(Stored records)
----------

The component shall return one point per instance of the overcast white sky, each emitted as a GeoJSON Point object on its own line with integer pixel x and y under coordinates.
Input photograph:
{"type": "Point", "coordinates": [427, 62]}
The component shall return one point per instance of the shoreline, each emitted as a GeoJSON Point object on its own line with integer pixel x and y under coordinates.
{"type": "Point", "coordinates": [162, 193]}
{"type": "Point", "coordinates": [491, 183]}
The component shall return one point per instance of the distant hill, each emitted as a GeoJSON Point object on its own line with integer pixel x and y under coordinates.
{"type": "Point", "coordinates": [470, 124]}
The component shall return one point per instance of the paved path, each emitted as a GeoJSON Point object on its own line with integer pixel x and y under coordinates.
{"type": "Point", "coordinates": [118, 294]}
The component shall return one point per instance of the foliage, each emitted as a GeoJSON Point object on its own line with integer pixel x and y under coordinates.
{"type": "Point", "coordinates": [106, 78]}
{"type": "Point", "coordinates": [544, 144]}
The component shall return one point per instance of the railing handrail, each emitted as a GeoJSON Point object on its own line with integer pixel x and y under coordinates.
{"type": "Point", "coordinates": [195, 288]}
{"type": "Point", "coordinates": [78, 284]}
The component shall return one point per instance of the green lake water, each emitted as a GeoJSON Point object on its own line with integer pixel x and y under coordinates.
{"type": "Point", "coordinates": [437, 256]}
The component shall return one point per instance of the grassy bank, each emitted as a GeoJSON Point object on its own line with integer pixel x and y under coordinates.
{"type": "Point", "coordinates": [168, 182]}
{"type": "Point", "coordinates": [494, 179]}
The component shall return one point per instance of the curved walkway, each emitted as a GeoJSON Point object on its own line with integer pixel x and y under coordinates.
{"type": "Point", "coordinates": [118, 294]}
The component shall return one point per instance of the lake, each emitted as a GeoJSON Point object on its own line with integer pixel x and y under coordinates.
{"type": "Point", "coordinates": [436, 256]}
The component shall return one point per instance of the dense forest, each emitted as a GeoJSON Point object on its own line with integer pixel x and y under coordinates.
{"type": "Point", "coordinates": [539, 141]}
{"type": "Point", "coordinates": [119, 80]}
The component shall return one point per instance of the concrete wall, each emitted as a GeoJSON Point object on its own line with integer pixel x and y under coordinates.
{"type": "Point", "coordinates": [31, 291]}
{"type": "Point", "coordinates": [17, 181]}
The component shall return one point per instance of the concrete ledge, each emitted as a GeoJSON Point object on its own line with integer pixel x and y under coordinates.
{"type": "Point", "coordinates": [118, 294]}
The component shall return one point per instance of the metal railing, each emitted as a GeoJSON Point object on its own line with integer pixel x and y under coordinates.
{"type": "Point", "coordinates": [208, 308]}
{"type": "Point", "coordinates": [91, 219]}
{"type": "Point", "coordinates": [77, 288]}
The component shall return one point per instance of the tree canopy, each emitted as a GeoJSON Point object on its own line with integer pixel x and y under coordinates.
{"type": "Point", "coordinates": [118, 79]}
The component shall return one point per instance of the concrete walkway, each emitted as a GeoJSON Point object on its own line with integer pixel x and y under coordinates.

----------

Try it: Copy out the records above exactly.

Task solution:
The component shall return one point per instance of the overcast white sky, each emitted as a GeoJSON Point object on its own line with integer pixel x and y under coordinates.
Input photograph:
{"type": "Point", "coordinates": [427, 62]}
The component shall return one point per instance of the shoreline, each emitted as a GeoJSON Point object on its own line with integer pixel x and y under coordinates.
{"type": "Point", "coordinates": [162, 193]}
{"type": "Point", "coordinates": [491, 183]}
The component shall return one point per instance of the distant hill, each emitted as a GeoJSON Point object on its own line with integer pixel x and y under coordinates.
{"type": "Point", "coordinates": [470, 124]}
The component shall return one point per instance of the paved path, each emitted as a GeoJSON Point object on its own line with integer pixel x and y under coordinates.
{"type": "Point", "coordinates": [118, 294]}
The component shall return one point per instance of the foliage, each emitted as a GeoJSON Point object on its own line with integer pixel x and y under coordinates.
{"type": "Point", "coordinates": [106, 78]}
{"type": "Point", "coordinates": [544, 144]}
The component shall return one point per instance of the railing handrail, each emitted as a GeoJSON Point object on its own line with integer pixel x and y under coordinates.
{"type": "Point", "coordinates": [195, 288]}
{"type": "Point", "coordinates": [78, 284]}
The component shall return one point per instance of the green lake water, each emitted as a GeoJSON Point object on its own line with integer pixel x and y under coordinates.
{"type": "Point", "coordinates": [437, 256]}
The component shall return one point per instance of the grassy bank, each emitted as a GeoJSON Point object on its own line with integer pixel x and y under coordinates.
{"type": "Point", "coordinates": [168, 182]}
{"type": "Point", "coordinates": [494, 179]}
The component shall return one point per instance of the curved walkway, each emitted as a GeoJSON Point object on its own line with integer pixel x and y under coordinates.
{"type": "Point", "coordinates": [118, 294]}
The component shall return one point per instance of the lake, each emitted as a GeoJSON Point object on its own line with integer pixel x and y under coordinates.
{"type": "Point", "coordinates": [436, 256]}
The component shall return one point per instance of the dense forest, each emitted as a GeoJSON Point object on its own line with integer pixel x and y under coordinates.
{"type": "Point", "coordinates": [539, 141]}
{"type": "Point", "coordinates": [119, 80]}
The component shall return one point per instance of the concrete wall, each emitted as a GeoJSON Point object on its own line with integer pixel x and y under coordinates.
{"type": "Point", "coordinates": [31, 291]}
{"type": "Point", "coordinates": [17, 181]}
The component shall return one point per instance of the concrete ledge, each emitted as a GeoJSON Point object on its own line with integer pixel x and y under coordinates.
{"type": "Point", "coordinates": [118, 294]}
The component shall return one point per instance of the metal railing, each emitted as a GeoJSON Point object on its own line with integer pixel x and y under coordinates.
{"type": "Point", "coordinates": [208, 308]}
{"type": "Point", "coordinates": [91, 219]}
{"type": "Point", "coordinates": [77, 288]}
The component shall return one point per instance of the tree canopy, each emitted as a GeoJSON Point object on its own line with integer pixel x and y under coordinates.
{"type": "Point", "coordinates": [118, 79]}
The component shall return one point per instance of the concrete walkway, each emitted as a GeoJSON Point object on its own line with integer pixel x and y under coordinates.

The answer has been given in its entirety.